(Free-text object descriptions)
************

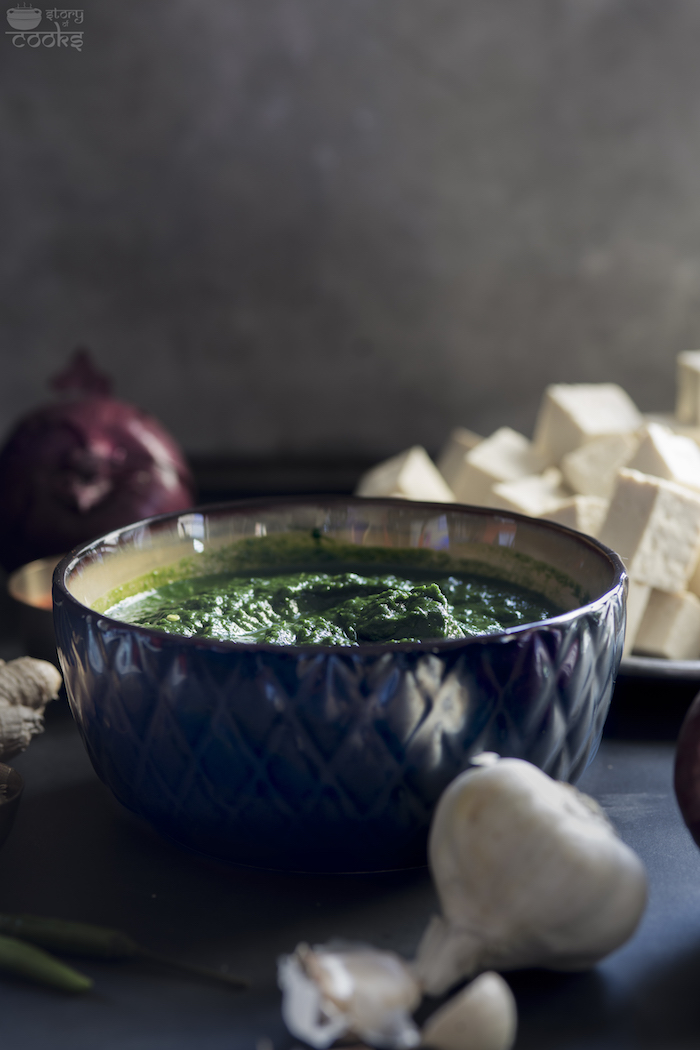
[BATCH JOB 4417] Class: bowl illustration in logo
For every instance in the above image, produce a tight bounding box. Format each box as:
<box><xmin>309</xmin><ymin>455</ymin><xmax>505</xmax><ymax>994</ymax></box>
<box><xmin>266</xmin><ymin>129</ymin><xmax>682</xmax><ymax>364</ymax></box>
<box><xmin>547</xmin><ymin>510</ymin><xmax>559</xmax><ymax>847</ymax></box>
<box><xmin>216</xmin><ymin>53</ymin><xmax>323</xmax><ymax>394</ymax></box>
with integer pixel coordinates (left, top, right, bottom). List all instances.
<box><xmin>6</xmin><ymin>7</ymin><xmax>43</xmax><ymax>30</ymax></box>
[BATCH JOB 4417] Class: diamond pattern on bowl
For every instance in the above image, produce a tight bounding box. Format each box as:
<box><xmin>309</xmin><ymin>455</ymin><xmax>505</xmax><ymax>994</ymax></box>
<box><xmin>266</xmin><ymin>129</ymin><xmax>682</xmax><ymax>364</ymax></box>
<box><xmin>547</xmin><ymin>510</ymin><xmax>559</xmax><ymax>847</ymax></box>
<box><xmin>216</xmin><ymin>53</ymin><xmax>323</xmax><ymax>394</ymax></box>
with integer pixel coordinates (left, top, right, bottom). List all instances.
<box><xmin>55</xmin><ymin>574</ymin><xmax>624</xmax><ymax>872</ymax></box>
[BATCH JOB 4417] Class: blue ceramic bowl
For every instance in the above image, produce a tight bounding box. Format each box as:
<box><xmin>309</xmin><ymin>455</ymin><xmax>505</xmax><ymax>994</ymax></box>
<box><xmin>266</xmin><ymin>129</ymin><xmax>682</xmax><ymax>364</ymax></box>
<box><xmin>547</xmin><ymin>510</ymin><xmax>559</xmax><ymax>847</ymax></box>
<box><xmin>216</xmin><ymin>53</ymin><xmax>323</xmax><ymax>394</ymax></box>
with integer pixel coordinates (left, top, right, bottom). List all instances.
<box><xmin>53</xmin><ymin>497</ymin><xmax>626</xmax><ymax>872</ymax></box>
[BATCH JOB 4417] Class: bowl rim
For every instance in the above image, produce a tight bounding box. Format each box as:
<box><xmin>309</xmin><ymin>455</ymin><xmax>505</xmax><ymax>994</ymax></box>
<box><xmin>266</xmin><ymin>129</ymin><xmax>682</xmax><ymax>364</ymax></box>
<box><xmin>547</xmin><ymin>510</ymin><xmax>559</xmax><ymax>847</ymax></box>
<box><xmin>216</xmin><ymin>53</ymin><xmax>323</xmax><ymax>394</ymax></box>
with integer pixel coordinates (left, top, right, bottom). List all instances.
<box><xmin>52</xmin><ymin>495</ymin><xmax>627</xmax><ymax>657</ymax></box>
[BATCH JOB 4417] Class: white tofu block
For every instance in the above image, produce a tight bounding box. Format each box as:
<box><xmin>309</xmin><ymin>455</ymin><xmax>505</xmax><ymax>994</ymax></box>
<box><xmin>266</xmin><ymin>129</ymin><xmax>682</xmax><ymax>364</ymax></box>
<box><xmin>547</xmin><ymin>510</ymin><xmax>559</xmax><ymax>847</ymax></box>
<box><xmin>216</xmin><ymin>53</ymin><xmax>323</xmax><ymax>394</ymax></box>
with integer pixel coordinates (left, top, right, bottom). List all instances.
<box><xmin>634</xmin><ymin>588</ymin><xmax>700</xmax><ymax>660</ymax></box>
<box><xmin>492</xmin><ymin>467</ymin><xmax>570</xmax><ymax>517</ymax></box>
<box><xmin>597</xmin><ymin>468</ymin><xmax>700</xmax><ymax>591</ymax></box>
<box><xmin>541</xmin><ymin>495</ymin><xmax>609</xmax><ymax>537</ymax></box>
<box><xmin>627</xmin><ymin>422</ymin><xmax>700</xmax><ymax>493</ymax></box>
<box><xmin>533</xmin><ymin>383</ymin><xmax>644</xmax><ymax>466</ymax></box>
<box><xmin>355</xmin><ymin>446</ymin><xmax>455</xmax><ymax>503</ymax></box>
<box><xmin>644</xmin><ymin>412</ymin><xmax>700</xmax><ymax>446</ymax></box>
<box><xmin>676</xmin><ymin>350</ymin><xmax>700</xmax><ymax>425</ymax></box>
<box><xmin>450</xmin><ymin>426</ymin><xmax>546</xmax><ymax>505</ymax></box>
<box><xmin>436</xmin><ymin>427</ymin><xmax>483</xmax><ymax>489</ymax></box>
<box><xmin>688</xmin><ymin>552</ymin><xmax>700</xmax><ymax>599</ymax></box>
<box><xmin>622</xmin><ymin>579</ymin><xmax>651</xmax><ymax>657</ymax></box>
<box><xmin>561</xmin><ymin>432</ymin><xmax>640</xmax><ymax>500</ymax></box>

************

• What is expected:
Go line by line through the entries above and tally those that hold the word "Class"; give the tally alone.

• Task solution:
5